[PETUNJUK LATIHAN]:
Lanjutkan teks tentang berdiam diri dan mendengarkan dalam percakapan, mulai setelah kalimat terakhirnya.

[KUTIPAN TEKS]:

________________________

Meskipun tanpa kata-kata, seseorang yang berdiam diri bisa memberi pengaruh yang positif. Mengenai seseorang yang hidup sezaman dengannya, penulis Inggris abad ke-19 Sydney Smith menulis, ”Orangnya sewaktu-waktu berdiam diri, sehingga bercakap-cakap dengannya sangat menyenangkan.” Ya, percakapan sehari-hari antara dua sahabat hendaknya merupakan komunikasi dua arah. Seorang komunikator yang baik haruslah seorang pendengar yang baik.

________________________

(Entri dari kumpulan anotasi titik)
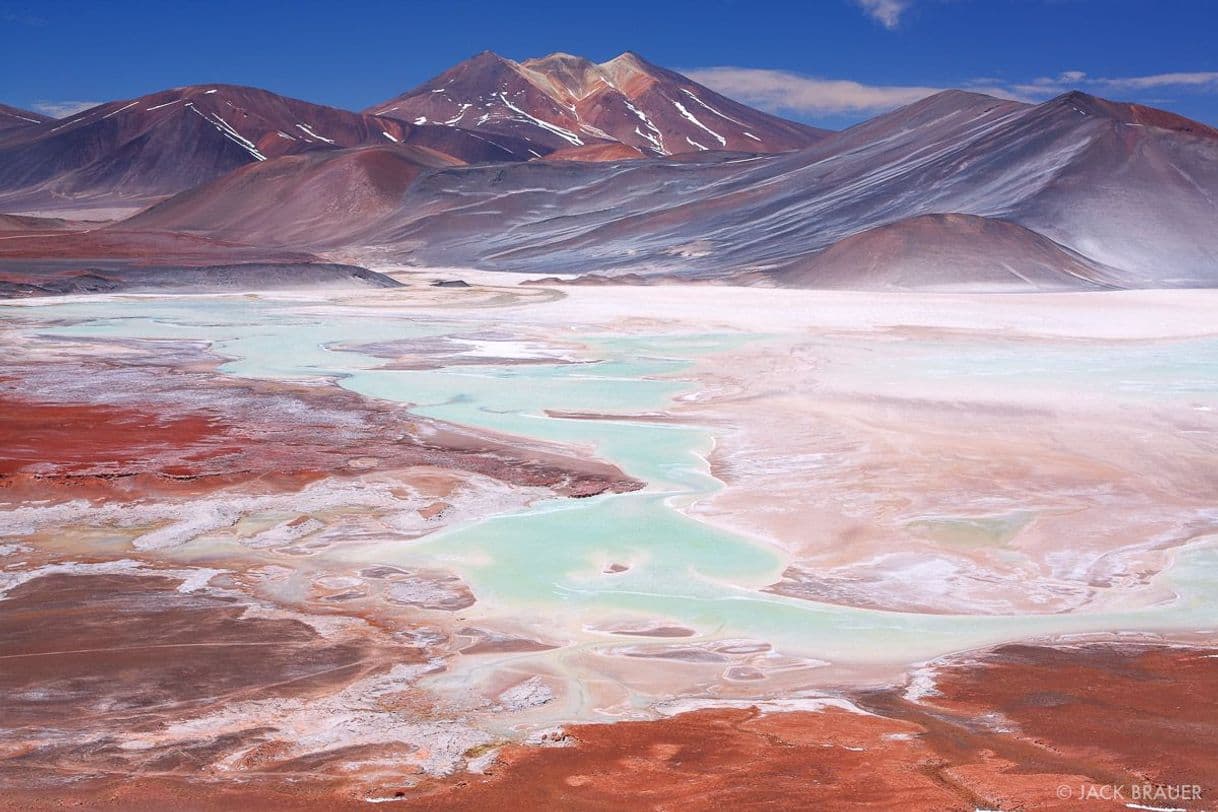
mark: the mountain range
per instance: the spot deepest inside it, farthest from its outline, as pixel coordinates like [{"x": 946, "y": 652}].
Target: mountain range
[{"x": 560, "y": 164}]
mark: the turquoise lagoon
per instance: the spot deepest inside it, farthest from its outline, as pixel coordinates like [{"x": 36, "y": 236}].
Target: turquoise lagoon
[{"x": 547, "y": 561}]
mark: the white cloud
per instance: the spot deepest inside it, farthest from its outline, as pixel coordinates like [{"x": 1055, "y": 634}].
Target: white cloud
[
  {"x": 63, "y": 108},
  {"x": 886, "y": 12},
  {"x": 783, "y": 91}
]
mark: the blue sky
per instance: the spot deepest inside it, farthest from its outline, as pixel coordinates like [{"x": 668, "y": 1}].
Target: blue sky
[{"x": 831, "y": 62}]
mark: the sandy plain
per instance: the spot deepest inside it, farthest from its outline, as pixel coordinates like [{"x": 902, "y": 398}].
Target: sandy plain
[{"x": 176, "y": 535}]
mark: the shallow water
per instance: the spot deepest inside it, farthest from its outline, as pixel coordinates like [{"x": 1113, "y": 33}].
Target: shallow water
[{"x": 548, "y": 564}]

________________________

[JAWABAN]:
”Dalam banyaknya kata-kata, pelanggaran tidak akan kurang,” kata Salomo memperingatkan, ”tetapi orang yang menahan bibirnya bertindak bijaksana.” (Ams. 10:19) Jadi, semakin sedikit kata-kata yang diucapkan, semakin sedikit kemungkinan untuk mengatakan sesuatu yang tidak bijaksana. Malah, ”orang bodoh sekalipun, apabila tetap diam, akan dianggap berhikmat; dan siapa pun yang menutup bibirnya akan dianggap berpengertian”. (Ams. 17:28) Karena itu, semoga kita dalam doa memohon kepada Yehuwa agar ’menempatkan pengawas pada pintu bibir kita’.—Mz. 141:3.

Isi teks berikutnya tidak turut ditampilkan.